** What is needed **
Extract each line of the items below that contains the string "grassy", matching case exactly.

(Records excerpted from a collection)
# # # #

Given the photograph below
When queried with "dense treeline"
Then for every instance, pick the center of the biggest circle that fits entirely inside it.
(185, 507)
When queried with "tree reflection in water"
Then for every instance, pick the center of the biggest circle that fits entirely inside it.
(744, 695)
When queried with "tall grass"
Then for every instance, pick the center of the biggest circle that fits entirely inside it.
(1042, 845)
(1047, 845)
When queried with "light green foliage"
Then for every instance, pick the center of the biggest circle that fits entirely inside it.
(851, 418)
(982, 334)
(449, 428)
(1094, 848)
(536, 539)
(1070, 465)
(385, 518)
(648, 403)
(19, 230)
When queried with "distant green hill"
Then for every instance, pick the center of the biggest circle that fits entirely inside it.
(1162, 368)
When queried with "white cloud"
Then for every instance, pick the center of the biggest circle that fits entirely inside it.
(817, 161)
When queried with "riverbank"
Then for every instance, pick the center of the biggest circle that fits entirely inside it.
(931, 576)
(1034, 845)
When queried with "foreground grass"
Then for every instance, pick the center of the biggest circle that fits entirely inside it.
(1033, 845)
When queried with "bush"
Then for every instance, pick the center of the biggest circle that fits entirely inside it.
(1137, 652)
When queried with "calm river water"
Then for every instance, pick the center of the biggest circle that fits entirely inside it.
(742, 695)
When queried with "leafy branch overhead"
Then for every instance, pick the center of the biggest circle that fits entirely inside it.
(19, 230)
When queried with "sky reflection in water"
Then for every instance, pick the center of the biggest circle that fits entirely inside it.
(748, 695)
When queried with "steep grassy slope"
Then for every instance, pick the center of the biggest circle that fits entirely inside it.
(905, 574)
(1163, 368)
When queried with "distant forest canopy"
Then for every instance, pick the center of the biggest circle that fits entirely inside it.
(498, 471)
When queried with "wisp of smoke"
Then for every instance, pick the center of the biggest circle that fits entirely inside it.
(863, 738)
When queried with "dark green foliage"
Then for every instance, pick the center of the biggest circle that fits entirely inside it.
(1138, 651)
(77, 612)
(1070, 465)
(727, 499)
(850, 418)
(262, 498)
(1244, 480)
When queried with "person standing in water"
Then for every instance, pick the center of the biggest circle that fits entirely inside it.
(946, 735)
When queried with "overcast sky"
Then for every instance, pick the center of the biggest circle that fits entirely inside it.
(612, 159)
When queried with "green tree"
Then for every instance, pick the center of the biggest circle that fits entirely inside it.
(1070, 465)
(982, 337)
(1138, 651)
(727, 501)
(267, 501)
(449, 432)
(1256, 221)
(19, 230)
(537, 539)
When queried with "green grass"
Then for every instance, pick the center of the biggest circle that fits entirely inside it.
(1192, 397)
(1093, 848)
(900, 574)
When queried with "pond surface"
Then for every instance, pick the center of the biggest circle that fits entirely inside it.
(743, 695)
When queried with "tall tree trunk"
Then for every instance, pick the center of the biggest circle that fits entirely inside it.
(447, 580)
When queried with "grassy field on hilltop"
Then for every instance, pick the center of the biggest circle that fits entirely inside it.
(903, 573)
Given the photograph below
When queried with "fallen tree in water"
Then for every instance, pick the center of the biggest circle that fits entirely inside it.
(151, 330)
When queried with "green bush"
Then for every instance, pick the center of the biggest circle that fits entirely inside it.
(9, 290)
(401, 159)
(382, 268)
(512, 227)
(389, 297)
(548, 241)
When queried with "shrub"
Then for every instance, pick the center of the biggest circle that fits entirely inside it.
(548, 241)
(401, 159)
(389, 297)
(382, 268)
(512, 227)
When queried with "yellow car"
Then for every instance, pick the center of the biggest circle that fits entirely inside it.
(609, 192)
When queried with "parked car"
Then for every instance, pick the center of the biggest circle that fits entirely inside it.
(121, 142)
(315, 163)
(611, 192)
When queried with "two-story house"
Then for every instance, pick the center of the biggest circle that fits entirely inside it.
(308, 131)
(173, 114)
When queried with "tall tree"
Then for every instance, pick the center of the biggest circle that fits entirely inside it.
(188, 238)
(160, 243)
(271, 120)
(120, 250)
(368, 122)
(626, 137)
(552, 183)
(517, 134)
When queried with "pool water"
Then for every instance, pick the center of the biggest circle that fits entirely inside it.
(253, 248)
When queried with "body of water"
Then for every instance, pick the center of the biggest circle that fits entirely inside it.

# # # #

** Output for this exercise **
When queried with "steep grassy slope"
When queried with "grassy field on hilltop"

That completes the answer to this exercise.